BEGIN Data excerpts

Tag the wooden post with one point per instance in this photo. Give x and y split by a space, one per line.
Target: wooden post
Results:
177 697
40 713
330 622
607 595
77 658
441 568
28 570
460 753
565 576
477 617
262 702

END Data excerpts

▶ _What to do_: Please restate each record exactly as it reads.

▶ _Solution to this task_:
Tag the wooden post with one point per instance in this photo. Give x and y split by a space, one per line.
Target: wooden post
Results:
177 697
40 713
330 622
607 595
77 658
441 568
28 570
460 753
565 576
477 617
262 702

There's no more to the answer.